Reproduce only the lines that run from the line with "locate: turtle | one point per instance" to the last line of the material, both ends included, exactly as they appear.

....

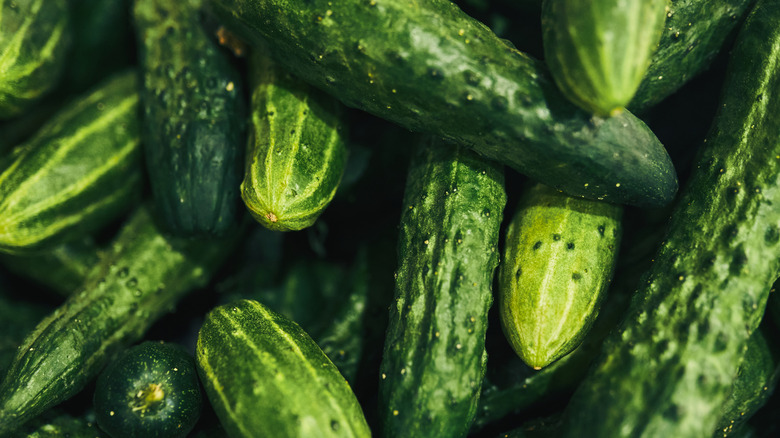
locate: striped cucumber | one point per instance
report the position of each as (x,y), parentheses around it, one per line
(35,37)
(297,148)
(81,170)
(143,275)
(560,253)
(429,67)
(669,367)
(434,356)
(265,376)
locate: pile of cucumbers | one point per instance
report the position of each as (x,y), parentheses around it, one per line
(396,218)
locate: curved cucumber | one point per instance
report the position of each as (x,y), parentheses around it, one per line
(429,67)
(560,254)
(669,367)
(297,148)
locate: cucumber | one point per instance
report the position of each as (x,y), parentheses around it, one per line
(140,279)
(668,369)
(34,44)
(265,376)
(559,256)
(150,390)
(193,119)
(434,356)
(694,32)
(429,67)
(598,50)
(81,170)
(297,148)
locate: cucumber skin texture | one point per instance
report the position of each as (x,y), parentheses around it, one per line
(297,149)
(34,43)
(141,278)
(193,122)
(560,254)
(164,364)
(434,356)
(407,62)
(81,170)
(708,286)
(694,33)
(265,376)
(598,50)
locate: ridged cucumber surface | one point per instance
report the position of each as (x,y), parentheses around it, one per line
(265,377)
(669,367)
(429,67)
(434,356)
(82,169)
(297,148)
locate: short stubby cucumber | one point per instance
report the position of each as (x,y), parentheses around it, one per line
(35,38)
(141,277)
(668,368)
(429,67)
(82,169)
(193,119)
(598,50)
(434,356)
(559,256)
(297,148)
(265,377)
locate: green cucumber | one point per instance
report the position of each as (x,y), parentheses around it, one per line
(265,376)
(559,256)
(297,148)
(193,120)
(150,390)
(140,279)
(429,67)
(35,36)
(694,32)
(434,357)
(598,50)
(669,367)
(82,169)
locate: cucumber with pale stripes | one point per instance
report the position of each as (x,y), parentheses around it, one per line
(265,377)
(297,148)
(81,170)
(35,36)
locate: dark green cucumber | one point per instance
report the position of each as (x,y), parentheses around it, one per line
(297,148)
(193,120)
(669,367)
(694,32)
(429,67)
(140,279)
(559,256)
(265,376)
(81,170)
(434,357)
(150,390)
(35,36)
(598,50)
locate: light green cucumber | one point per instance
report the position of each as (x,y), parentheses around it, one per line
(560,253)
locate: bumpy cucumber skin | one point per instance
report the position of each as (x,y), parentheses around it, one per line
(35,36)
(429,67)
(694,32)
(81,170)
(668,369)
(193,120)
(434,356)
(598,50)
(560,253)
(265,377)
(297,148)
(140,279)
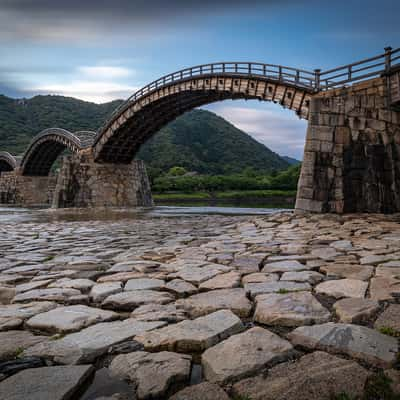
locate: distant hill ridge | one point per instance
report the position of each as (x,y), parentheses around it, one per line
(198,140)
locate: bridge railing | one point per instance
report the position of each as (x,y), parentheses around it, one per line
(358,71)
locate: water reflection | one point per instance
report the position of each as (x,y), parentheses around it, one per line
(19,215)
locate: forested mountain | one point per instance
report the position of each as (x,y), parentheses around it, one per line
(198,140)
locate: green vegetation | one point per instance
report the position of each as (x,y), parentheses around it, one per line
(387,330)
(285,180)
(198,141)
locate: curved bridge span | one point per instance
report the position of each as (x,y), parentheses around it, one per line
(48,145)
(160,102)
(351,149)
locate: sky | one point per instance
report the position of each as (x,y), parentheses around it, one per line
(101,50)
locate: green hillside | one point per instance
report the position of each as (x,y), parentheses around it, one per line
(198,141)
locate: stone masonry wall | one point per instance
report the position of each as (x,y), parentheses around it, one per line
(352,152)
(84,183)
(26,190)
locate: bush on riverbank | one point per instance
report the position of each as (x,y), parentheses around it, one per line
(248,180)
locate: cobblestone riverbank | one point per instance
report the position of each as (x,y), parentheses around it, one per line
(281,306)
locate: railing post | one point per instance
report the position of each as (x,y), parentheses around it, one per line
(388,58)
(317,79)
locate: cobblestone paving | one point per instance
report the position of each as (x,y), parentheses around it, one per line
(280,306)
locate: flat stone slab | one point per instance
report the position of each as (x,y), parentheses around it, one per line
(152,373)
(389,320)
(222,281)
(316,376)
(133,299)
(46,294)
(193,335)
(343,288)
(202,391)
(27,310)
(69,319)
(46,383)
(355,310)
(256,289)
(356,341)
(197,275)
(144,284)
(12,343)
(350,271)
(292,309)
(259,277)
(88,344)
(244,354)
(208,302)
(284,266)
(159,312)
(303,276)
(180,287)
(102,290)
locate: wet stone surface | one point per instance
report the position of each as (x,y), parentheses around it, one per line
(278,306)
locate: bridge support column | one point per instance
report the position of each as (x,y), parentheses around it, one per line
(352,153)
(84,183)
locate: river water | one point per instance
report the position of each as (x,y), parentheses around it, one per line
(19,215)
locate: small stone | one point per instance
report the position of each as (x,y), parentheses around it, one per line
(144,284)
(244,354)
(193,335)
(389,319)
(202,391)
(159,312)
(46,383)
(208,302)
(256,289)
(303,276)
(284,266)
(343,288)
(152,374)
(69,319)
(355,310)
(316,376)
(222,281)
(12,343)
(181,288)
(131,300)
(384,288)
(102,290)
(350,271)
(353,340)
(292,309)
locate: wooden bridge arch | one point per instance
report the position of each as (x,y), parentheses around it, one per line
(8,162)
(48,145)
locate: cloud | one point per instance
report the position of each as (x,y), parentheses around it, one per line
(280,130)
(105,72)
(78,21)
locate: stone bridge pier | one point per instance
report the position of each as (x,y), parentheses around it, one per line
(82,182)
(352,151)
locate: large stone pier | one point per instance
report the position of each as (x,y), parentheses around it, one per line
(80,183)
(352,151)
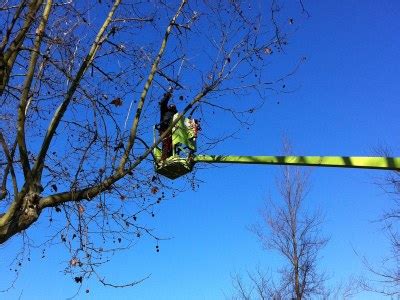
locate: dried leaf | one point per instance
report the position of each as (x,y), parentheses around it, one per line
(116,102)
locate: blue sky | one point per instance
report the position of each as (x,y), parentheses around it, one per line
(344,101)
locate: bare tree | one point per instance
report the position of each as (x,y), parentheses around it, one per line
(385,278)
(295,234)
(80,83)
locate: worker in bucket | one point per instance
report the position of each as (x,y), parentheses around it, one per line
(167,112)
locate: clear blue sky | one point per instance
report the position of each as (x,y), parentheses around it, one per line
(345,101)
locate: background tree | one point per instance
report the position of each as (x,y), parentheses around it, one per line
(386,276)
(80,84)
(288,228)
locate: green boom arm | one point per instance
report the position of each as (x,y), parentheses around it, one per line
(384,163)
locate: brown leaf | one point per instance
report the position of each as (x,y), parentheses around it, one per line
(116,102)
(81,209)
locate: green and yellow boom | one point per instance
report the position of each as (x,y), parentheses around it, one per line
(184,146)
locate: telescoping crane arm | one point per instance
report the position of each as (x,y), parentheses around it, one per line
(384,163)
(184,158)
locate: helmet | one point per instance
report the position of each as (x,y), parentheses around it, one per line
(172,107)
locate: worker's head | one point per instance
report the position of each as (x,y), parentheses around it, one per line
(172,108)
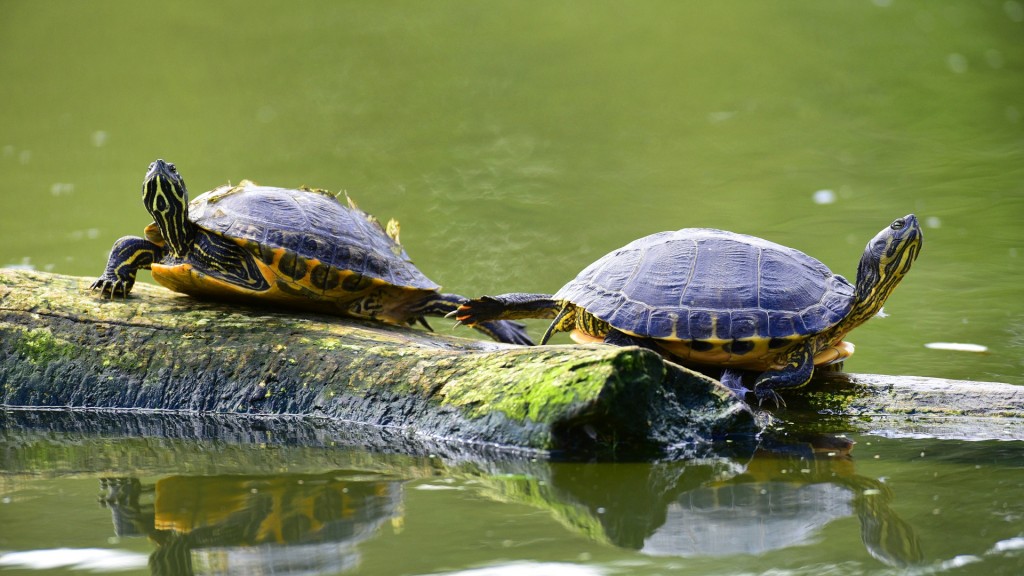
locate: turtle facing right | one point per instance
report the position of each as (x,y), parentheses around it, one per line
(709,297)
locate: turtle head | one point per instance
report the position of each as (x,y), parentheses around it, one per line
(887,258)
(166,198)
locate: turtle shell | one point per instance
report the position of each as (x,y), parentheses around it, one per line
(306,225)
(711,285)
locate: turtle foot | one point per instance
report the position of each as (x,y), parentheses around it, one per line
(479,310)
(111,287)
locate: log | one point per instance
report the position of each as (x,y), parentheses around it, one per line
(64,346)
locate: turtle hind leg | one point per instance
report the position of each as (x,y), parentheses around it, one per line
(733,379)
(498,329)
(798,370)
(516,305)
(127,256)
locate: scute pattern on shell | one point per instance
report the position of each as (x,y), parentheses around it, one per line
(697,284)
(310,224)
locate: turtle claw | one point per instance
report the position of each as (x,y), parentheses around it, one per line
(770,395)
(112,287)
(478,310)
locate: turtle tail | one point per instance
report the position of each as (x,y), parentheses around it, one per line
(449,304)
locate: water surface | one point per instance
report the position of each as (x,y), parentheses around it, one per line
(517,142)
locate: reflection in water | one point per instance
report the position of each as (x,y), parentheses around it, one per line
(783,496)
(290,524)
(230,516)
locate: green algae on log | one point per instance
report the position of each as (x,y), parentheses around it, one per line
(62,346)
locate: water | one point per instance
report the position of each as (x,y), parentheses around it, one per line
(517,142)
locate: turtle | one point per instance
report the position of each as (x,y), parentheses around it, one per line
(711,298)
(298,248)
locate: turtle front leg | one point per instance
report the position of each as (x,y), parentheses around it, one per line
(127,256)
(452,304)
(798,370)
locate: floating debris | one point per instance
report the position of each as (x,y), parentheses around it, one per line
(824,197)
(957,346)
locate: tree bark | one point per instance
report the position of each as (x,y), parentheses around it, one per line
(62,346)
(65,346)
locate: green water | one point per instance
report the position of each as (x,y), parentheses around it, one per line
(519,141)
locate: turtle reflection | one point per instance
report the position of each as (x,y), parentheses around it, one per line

....

Finished answer –
locate: turtle | one point per instance
report the position of each as (x,y), parentheses around it, one per line
(711,298)
(298,248)
locate: turtle front leg | one point per instance
report the position of each as (x,y), parentheses around it, one per line
(127,256)
(452,304)
(798,370)
locate: floating debris | one point per instance
report the position of each as (x,y), parentheses around it, one per line
(824,197)
(957,346)
locate: tree bark | one point per instance
report the position of each as (x,y), parentheses around it, one per line
(62,346)
(65,346)
locate: green water | one point per instance
report the position of each as (x,y), parentheses around it, one per line
(519,141)
locate: turtle reflection | one point per instance
report the position of each as (x,y), parentheses around it, one per line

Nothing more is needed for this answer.